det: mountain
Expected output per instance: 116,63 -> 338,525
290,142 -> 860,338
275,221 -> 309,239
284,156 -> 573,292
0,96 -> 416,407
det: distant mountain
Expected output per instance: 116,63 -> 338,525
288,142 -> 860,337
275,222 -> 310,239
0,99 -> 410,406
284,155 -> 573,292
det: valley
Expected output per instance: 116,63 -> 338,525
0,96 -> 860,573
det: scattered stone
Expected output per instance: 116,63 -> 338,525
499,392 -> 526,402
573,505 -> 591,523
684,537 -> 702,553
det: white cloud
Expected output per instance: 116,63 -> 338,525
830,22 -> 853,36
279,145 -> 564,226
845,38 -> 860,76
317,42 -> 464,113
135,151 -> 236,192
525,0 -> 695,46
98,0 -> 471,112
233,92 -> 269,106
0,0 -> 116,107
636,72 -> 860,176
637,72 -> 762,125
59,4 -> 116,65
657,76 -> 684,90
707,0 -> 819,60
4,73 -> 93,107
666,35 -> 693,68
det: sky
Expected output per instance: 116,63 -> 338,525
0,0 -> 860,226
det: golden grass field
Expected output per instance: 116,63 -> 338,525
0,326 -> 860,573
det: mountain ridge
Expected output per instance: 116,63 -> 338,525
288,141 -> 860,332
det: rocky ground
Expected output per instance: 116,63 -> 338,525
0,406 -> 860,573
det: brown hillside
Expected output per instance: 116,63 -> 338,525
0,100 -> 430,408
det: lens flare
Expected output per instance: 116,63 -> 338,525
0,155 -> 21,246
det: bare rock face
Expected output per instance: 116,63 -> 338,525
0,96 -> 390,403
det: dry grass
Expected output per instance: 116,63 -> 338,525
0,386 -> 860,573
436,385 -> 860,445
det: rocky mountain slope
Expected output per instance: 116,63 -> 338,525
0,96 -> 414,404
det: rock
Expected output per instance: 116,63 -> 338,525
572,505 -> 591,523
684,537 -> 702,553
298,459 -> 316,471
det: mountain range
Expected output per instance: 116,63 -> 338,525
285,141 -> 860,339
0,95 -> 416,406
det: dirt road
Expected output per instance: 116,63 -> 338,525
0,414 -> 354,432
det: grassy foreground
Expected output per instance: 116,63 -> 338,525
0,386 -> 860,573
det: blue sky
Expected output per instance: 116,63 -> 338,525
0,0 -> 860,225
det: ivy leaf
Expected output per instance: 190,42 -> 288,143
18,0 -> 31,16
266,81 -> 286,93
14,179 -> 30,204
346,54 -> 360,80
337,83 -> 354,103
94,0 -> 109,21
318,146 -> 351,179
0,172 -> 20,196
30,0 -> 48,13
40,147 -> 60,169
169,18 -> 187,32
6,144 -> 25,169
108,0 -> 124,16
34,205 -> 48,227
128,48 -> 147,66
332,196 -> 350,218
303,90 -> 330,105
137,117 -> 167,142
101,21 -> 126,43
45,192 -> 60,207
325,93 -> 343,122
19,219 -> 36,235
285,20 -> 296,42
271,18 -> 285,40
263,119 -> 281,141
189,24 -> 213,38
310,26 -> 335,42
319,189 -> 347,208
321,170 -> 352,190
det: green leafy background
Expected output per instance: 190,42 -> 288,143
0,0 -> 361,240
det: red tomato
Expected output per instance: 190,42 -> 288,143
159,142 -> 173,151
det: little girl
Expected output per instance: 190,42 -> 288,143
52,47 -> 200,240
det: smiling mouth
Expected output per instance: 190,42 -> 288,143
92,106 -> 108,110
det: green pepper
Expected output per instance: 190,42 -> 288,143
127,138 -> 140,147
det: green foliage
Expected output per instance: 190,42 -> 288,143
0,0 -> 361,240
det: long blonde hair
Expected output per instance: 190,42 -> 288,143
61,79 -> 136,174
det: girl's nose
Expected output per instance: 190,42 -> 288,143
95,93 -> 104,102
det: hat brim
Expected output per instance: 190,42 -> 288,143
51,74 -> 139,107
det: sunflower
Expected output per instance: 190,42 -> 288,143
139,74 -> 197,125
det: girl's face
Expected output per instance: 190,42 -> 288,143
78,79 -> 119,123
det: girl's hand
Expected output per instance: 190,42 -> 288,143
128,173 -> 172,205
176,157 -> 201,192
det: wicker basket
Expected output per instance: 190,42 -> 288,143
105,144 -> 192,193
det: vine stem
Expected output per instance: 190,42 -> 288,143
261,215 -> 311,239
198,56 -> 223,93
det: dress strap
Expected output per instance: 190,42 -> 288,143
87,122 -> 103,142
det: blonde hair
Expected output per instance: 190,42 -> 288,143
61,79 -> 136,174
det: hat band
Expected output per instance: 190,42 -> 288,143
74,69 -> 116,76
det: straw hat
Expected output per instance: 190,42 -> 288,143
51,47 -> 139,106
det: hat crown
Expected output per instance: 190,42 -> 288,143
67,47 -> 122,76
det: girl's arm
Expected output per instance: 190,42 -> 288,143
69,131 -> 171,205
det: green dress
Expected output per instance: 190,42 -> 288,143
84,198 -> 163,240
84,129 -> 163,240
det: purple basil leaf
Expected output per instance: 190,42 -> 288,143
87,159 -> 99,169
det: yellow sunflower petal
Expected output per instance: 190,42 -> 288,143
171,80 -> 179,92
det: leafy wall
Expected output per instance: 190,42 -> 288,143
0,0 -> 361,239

------------------------------

EXERCISE INSTRUCTIONS →
Copy out every line of the entries above that contains the string "rocky". Treat uppercase and lowercase letters as different.

CORRECT OUTPUT →
det: rocky ground
det: rocky mountain slope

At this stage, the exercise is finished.